▶ [Task statement]: Copy the rows below word for word, starting at the line with "number 2 in the histology slide image provided." and ending at the line with "[0,461,117,553]", including both of those lines.

▶ [Source data]:

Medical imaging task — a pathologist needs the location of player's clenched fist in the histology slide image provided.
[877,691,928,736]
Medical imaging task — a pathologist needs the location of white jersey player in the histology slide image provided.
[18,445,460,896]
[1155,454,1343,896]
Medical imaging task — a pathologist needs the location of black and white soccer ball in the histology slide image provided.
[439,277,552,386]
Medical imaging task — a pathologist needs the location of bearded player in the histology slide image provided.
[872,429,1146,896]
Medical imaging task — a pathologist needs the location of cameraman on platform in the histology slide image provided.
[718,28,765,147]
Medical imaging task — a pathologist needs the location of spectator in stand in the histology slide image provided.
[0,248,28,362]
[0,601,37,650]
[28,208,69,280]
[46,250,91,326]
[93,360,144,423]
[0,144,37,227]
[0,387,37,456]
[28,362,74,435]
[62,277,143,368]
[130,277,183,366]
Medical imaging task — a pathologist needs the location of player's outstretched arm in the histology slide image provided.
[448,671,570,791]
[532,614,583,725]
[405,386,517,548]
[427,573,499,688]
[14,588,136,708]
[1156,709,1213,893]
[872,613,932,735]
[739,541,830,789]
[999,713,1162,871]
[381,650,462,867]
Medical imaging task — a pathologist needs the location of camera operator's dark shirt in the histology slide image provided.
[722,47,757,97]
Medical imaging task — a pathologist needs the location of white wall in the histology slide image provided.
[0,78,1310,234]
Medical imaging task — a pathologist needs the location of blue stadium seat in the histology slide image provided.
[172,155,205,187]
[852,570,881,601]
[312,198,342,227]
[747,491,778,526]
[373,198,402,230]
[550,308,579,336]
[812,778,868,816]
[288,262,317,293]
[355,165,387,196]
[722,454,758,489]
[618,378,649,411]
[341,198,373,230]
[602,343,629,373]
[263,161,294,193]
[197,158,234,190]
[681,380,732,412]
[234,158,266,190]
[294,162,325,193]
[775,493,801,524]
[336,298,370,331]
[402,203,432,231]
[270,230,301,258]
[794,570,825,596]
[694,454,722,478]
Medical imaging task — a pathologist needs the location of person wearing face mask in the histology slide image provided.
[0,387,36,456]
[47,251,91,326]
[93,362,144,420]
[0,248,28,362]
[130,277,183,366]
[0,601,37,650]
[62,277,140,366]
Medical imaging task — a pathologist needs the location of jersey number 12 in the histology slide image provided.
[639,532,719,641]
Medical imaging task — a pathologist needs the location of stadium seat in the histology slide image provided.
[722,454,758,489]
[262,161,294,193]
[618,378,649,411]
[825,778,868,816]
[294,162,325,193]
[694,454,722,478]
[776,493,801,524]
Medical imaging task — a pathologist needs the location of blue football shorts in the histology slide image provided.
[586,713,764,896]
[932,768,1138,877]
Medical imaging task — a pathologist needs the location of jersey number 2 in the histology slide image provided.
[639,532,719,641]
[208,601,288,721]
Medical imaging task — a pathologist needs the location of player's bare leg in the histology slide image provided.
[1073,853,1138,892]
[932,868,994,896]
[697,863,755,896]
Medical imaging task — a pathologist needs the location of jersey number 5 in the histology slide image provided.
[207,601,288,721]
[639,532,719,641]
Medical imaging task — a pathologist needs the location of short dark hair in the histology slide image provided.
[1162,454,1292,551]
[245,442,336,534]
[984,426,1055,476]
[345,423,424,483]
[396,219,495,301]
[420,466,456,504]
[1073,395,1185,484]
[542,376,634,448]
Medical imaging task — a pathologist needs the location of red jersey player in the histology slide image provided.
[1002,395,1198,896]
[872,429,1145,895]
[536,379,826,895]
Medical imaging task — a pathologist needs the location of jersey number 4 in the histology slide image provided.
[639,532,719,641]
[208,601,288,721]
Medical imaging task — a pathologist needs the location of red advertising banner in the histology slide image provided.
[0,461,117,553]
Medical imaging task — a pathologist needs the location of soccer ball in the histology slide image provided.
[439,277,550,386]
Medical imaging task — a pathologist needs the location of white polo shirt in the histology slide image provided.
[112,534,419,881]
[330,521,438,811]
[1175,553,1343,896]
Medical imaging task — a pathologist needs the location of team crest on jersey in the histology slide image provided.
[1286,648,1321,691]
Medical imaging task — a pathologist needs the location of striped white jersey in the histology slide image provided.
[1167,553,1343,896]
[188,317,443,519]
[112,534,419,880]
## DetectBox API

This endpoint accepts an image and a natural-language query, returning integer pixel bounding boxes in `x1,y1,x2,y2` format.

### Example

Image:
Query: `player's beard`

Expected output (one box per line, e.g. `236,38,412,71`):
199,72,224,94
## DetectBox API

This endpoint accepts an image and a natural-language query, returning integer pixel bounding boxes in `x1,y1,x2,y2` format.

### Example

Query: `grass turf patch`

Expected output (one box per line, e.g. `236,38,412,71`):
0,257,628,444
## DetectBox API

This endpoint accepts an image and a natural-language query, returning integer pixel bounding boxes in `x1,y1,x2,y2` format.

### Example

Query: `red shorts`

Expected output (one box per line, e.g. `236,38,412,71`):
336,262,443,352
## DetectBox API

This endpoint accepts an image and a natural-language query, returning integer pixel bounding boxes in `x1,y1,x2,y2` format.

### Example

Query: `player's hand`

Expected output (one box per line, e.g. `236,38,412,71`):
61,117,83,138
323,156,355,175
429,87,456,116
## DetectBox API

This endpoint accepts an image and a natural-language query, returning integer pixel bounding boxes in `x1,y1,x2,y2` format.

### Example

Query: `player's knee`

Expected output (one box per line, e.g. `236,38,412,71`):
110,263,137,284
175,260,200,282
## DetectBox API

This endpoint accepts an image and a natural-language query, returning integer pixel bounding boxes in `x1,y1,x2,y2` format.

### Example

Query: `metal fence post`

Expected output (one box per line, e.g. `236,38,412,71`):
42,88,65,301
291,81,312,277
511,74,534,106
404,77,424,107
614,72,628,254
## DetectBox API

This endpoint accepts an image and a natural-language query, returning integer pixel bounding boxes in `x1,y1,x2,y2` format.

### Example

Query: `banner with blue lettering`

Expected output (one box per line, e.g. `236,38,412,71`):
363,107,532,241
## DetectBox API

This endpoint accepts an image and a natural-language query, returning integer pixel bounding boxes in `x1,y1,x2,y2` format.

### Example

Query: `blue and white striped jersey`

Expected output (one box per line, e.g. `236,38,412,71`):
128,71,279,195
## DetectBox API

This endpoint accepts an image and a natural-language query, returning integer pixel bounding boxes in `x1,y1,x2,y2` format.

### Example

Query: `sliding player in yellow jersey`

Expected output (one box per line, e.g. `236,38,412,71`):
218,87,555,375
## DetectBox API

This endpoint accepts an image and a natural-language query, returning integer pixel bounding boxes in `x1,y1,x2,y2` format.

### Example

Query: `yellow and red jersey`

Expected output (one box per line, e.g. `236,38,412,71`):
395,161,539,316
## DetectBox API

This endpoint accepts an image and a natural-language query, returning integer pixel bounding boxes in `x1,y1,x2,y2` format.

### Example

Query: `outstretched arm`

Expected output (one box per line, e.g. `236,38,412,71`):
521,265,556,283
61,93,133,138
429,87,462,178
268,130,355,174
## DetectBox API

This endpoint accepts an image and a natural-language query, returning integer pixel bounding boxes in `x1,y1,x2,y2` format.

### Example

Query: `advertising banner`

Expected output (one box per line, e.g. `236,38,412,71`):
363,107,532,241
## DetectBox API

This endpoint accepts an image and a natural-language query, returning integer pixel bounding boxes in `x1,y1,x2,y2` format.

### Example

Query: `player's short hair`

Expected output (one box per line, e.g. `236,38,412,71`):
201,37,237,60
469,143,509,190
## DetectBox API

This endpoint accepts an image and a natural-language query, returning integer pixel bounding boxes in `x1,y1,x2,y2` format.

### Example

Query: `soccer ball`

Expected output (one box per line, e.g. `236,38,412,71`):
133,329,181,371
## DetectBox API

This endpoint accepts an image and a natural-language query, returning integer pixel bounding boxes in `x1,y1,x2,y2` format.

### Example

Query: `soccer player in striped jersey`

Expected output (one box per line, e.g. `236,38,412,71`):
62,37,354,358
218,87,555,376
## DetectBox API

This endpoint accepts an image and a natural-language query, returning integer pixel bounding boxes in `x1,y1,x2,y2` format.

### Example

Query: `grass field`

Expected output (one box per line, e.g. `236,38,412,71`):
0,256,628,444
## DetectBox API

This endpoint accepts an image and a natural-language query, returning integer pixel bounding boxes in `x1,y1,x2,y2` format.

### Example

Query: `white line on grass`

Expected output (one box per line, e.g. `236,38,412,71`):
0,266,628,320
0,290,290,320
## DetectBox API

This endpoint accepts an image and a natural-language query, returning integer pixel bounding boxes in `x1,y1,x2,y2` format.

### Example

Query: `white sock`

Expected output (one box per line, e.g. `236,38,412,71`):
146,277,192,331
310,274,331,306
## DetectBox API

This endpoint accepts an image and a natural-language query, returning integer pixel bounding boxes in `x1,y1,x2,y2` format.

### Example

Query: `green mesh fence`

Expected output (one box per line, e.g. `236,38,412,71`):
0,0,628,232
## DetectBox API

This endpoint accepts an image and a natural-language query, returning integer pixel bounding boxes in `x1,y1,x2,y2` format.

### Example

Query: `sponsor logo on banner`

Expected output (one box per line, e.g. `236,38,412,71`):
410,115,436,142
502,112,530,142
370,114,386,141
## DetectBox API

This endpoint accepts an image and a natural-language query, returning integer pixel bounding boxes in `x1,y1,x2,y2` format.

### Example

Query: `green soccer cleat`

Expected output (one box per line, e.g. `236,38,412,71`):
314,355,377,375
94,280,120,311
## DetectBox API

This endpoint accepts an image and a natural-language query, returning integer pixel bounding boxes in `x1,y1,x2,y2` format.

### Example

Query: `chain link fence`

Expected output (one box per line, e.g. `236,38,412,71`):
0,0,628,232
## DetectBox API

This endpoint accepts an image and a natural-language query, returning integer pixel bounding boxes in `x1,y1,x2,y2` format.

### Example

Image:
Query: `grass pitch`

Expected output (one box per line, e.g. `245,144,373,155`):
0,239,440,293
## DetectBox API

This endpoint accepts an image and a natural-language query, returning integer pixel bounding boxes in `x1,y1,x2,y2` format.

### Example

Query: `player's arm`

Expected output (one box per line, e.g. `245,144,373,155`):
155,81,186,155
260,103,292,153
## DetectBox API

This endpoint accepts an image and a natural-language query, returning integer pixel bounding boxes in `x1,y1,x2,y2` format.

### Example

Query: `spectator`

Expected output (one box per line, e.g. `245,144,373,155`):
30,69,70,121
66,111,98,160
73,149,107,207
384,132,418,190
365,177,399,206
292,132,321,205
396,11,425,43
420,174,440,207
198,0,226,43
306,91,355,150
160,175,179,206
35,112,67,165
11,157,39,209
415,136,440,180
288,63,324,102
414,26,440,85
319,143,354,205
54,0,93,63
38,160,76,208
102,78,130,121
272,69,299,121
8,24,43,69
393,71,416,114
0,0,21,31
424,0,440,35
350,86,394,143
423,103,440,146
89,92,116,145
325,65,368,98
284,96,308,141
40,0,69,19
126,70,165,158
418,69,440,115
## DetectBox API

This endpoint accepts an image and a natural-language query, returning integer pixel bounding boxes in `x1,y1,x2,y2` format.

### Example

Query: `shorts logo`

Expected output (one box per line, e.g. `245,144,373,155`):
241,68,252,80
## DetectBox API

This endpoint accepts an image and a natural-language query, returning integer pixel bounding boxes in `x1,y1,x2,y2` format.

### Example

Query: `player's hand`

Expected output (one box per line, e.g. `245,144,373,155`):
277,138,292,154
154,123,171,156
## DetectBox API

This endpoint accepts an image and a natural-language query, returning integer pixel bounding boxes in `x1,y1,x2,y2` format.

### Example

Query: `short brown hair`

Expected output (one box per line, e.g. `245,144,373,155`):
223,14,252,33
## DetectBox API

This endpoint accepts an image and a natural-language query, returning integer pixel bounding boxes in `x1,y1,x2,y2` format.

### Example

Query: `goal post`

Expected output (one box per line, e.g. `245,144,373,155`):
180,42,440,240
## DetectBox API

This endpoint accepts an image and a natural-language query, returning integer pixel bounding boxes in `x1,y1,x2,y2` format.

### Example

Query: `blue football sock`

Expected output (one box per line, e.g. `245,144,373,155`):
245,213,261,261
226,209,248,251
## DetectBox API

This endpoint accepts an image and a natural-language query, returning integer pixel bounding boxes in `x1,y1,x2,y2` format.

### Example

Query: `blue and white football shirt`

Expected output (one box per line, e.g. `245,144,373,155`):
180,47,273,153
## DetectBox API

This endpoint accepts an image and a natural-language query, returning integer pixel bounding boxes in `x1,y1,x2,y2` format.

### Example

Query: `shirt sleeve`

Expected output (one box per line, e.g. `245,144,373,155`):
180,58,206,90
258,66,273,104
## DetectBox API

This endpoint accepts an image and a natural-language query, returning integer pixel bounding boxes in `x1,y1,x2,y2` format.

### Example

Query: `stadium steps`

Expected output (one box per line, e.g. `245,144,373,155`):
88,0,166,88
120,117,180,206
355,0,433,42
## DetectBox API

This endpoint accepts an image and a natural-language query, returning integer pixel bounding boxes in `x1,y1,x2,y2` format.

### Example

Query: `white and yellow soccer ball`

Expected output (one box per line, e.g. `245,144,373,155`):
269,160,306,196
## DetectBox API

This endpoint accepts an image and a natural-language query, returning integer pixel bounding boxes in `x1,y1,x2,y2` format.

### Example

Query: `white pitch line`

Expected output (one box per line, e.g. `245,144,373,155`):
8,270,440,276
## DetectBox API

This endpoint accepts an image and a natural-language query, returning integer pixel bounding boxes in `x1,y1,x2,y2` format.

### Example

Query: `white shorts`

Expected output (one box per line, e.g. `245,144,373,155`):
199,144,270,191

▶ [Written solution]:
Medical imaging task — a pathologist needs the location of jersey number 2 in the histology slide image provided.
[639,532,719,641]
[208,601,288,721]
Medical imaging task — a pathologist needs the location of player's bare leg in the histology slide image provided.
[1073,853,1138,892]
[932,868,994,896]
[697,863,755,896]
Medical imaging task — a pathologist needs the location of jersey number 5 in the histology slide image provided.
[207,601,288,721]
[639,532,719,641]
Medical imaging task — a pathologist needs the location of short dark hair in the histology slide image provided.
[1162,454,1292,551]
[245,442,336,534]
[984,426,1055,476]
[345,423,424,483]
[396,219,495,301]
[420,466,456,504]
[1073,395,1185,484]
[542,376,634,448]
Medical imaging task — a pathologist needs the location of red jersey player in the histology slide image provided.
[1002,395,1198,896]
[872,429,1145,895]
[536,379,826,895]
Medical imaging task — a pathologist needs the location of jersey number 4 in the histology slide image provided.
[639,532,719,641]
[208,601,288,721]
Medical imaging task — a pathologist needs the location of red advertising banner in the histology slide image provided.
[0,461,117,553]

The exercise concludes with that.